__Task inputs__.
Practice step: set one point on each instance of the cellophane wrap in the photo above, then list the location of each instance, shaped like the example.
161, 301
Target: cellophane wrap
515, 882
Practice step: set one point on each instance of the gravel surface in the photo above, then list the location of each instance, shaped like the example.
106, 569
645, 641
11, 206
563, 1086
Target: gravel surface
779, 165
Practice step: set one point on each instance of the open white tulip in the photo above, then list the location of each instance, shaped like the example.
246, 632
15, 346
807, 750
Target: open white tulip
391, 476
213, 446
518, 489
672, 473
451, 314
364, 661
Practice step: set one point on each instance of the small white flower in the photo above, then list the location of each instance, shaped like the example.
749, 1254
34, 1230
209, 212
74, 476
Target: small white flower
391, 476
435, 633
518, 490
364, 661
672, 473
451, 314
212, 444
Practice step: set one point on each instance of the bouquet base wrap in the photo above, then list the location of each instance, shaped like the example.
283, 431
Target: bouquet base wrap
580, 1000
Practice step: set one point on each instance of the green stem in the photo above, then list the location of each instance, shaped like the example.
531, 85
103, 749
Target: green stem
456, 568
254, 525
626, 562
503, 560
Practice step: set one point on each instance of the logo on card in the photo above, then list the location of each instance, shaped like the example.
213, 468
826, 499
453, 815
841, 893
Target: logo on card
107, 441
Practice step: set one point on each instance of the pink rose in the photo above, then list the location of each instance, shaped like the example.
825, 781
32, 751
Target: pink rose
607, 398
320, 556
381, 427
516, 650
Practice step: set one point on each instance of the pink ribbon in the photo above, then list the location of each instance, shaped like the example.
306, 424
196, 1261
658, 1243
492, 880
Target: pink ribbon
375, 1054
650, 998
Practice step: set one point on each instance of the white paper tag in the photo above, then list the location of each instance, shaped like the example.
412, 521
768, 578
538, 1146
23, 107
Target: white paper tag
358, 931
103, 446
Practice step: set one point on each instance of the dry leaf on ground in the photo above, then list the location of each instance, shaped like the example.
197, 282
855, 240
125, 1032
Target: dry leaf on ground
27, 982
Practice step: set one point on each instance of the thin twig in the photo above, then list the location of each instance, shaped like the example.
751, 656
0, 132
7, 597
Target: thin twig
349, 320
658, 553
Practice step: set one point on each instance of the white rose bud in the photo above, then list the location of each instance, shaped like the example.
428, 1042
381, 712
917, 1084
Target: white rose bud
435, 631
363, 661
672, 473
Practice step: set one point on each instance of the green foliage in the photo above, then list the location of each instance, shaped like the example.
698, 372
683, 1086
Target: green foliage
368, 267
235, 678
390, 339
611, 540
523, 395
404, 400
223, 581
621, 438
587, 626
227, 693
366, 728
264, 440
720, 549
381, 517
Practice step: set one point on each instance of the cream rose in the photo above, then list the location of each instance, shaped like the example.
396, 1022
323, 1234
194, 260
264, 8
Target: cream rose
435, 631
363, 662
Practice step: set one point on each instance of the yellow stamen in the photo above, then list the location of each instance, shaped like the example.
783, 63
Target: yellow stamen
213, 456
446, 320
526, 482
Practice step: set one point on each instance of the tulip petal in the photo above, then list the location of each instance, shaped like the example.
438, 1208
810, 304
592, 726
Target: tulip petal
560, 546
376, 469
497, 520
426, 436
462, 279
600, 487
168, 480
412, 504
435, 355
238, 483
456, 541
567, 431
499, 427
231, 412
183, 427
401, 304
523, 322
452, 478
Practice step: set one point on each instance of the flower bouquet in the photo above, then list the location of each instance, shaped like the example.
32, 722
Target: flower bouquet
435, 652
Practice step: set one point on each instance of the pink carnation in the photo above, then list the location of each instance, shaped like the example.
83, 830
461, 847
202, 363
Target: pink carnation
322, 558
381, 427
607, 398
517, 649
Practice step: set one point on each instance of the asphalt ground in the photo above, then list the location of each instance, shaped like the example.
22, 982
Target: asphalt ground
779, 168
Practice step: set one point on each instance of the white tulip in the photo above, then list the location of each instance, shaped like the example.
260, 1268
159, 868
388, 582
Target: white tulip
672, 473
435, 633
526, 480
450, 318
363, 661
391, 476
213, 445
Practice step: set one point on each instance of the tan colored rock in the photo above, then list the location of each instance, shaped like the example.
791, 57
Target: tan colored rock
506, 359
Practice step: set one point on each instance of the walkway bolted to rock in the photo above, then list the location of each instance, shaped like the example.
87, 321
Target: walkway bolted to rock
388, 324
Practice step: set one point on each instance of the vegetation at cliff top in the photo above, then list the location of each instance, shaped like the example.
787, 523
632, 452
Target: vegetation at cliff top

__The task__. Please retype all of the records above exactly as they are.

__Task output__.
Practice step: set one point on each instance of the cellophane wrap in the photo above, then list the location of each instance, shaped like the example.
161, 301
Target: cellophane wrap
515, 882
Practice step: set one point on each instance of the gravel surface in the photo above, then list the location of each instance, shaped like the example.
106, 569
645, 641
11, 206
563, 1086
Target: gravel surface
779, 165
Practice step: set one point on each instance of the open white tulip in the photo above, then list the location of each instance, shaped like the example.
246, 632
15, 346
807, 750
Target: open white tulip
391, 476
213, 446
518, 489
672, 473
451, 314
364, 661
Practice step: set one point on each instance of the small white flower in the photo above, then list the location of each instance, shaped like the example.
749, 1254
34, 1230
209, 212
74, 476
Target: small white flower
391, 476
435, 633
518, 490
364, 661
672, 473
451, 314
212, 444
Practice step: set one point on each instance of the bouquet base wrap in the photo above, then list the location of each instance, shaped like the example.
283, 431
Target: bouquet base wrap
580, 1000
Practice step: set one point on each instance of the green stem in the photo above, then list the location of each instance, shaped like the example.
531, 85
103, 749
Target: green stem
456, 568
254, 525
626, 562
503, 560
Practice step: set one point on each instance of the logo on card in the photo above, then list the location of each instance, shaped like the example.
213, 468
826, 499
453, 815
841, 893
Target: logo on card
107, 441
Practice step: set one point on each instance of the pink rose in the photo above, then list the location of each instance, shaped like the example.
825, 781
32, 751
Target: pink rose
607, 398
320, 556
381, 427
516, 650
Practice step: set one point on each instance of the pink ribbon in the photo above, then list the location of each instance, shaped like the example.
306, 424
196, 1261
658, 1243
492, 880
Target: pink ribbon
375, 1054
650, 998
Practice step: set one point on each instance of the white paper tag in the photo above, then list the location of each instance, shaped like the example.
412, 521
768, 578
538, 1146
23, 107
Target: white paper tag
358, 931
103, 446
Practice step: set one point on each instance of the dry leaf on ground in the photo above, then list the location of each instance, shaped like the example.
197, 282
855, 240
125, 1032
Target: dry leaf on ground
27, 982
Practice step: set one point on each instance of the thin twig in the photo above, then list the location of each instance, shaped like the example.
751, 656
0, 132
7, 597
Target: thin twig
349, 320
658, 553
Practice step: set one point on each instance of the white rose bud in the photo above, then list the location of each instance, shaped like the example.
428, 1042
381, 712
917, 1084
Target: white rose bud
435, 631
363, 661
672, 473
Practice step: set one point on each instance of the green foliage in the photo above, then list the location of each instance, shaped like the example.
698, 372
683, 1086
Target: green foliage
368, 267
235, 678
390, 339
611, 540
523, 395
404, 400
223, 581
621, 438
587, 626
227, 693
366, 728
264, 440
720, 549
381, 517
Practice step: set one point on each instance of the cream rose in the photo above, then list the location of each instance, shaped like the example.
396, 1022
323, 1234
194, 260
264, 8
Target: cream rose
435, 631
363, 662
Practice step: set one point on each instance of the yellow stamen in the photo above, then list the location of each instance, shaped like the example.
783, 63
Target: yellow stamen
213, 456
446, 320
526, 482
Practice step: set one point on each instance of the tulip petal in the photo above, then list the location of each instance, shaped like the example.
438, 1208
810, 304
592, 726
Target: tulip petal
560, 546
376, 469
497, 520
426, 436
462, 279
600, 487
168, 480
412, 504
435, 355
238, 483
456, 541
567, 431
499, 427
231, 412
183, 427
401, 304
523, 322
452, 478
Practice step: set one point on each instance of the flower bouquet in the photo above, then list the location of each instance, shaped like the example.
32, 722
Target: flower bouquet
435, 652
Practice step: set one point on each instance of the pink carnation in the photo above, then list the location of each instance, shaped like the example.
83, 830
461, 847
202, 363
Target: pink carnation
322, 558
381, 427
607, 398
517, 649
Practice step: set one point on each instance of the asphalt ground in the photo above, then list the location of each instance, shaped like the example.
22, 982
Target: asphalt ground
779, 168
Practice step: set one point on each instance of the white tulip in the photo above, then list the location of each instance, shaped like the example.
260, 1268
159, 868
388, 582
Target: white tulip
672, 473
435, 633
526, 480
450, 318
363, 661
391, 476
213, 445
Practice step: set one point on each instance of the tan colored rock in the photo above, then list the location of each instance, shaped like the example.
791, 57
Target: tan colored rock
506, 359
Practice step: set one point on each instance of the walkway bolted to rock in the photo above, then list the location of each instance, shaped like the example.
87, 321
Target: walkway bolted to rock
388, 324
Practice step: set one point on each instance of the vegetation at cliff top in the photo above, then list the location of each instance, shaped like the example.
787, 523
632, 452
Target: vegetation at cliff top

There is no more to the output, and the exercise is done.